▶ Document excerpt:
● ● ● ●
Jordan Klepper (born March 9, 1979) is an American comedian, writer, producer, political commentator, television host, and actor. He began his career as a member of The Second City and Upright Citizens Brigade. From 2014 to 2017, he was a correspondent on The Daily Show. He started his own satirical program, The Opposition with Jordan Klepper, which was canceled in 2018. He then starred in the 2019 docuseries, Klepper, before returning to The Daily Show later that year. He often appears on a segment entitled "Jordan Klepper Fingers the Pulse".

Early life
Jordan Klepper was born in Kalamazoo, Michigan, on March 9, 1979, the son of Betse, a secretary at Loy Norrix High School, and Mark Klepper. Betse and Mark were introduced to each other by Betse's cousin, the actor and comedian Tim Allen, who was Mark's roommate at Western Michigan University. Klepper attended Kalamazoo Central High School and Kalamazoo Area Mathematics and Science Center, where he was a tennis player and a member of the Mock Trial Team that won Nationals.

After graduating from high school, with a Frederick W. Heyl and Elsie L. Heyl Science Scholarship Fund full-tuition scholarship from Kalamazoo College, in 1997, Klepper double-majored in math and theater at Kalamazoo College and received his degree in 2001. He studied abroad in London during his time there. While at Kalamazoo College, his sister befriended aspiring actor Steven Yeun and took him to see Klepper's improv show, which inspired Yeun to attend his first acting class.

Career

After graduation, Klepper moved to Chicago, where he performed at The Second City. While there, he also worked for the Big Ten Network as a comedian on the show Big Ten Friday Night Tailgate. He moved to New York City in 2011, where he began performing as a member of the Upright Citizens Brigade.

Klepper debuted on The Daily Show on March 3, 2014, four days after his initial audition. He received consistently positive reviews for his segments on the show, and filled in as the host in October 2016 when Trevor Noah was sick.

In April 2017, Comedy Central announced that Klepper would host a new show in the fall, which would follow The Daily Show. A special titled Jordan Klepper Solves Guns premiered on Comedy Central on June 11, 2017. The new show was titled The Opposition with Jordan Klepper and premiered on September 25. The show was canceled in June 2018, with Klepper starting a new docuseries, Klepper, which aired in 2019. He returned to The Daily Show in December 2019. He also launched a podcast with former Ohio governor John Kasich called Kasich & Klepper.
● ● ● ●
▶ Information shown:
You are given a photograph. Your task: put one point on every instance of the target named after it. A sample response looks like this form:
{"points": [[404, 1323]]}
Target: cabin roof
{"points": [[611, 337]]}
● ● ● ●
▶ Exercise set:
a – According to the Jordan Klepper biography, on what date did Klepper debut on The Daily Show?
b – Do these statements agree with the Jordan Klepper biography? Answer yes or no for each and quote the deciding words. (i) Klepper double-majored in math and theater at Kalamazoo College. (ii) Klepper moved to New York City in 2009. (iii) The Opposition with Jordan Klepper premiered on September 25.
c – List every year mentioned in the "Career" section of the Jordan Klepper biography.
The lines aren't needed here.

▶ Outputs in order:
a – March 3, 2014

b –
(i) Yes: "Klepper double-majored in math and theater at Kalamazoo College"
(ii) No: "He moved to New York City in 2011"
(iii) Yes: "The new show was titled The Opposition with Jordan Klepper and premiered on September 25"

c – 2011, 2014, 2016, 2017, 2018, 2019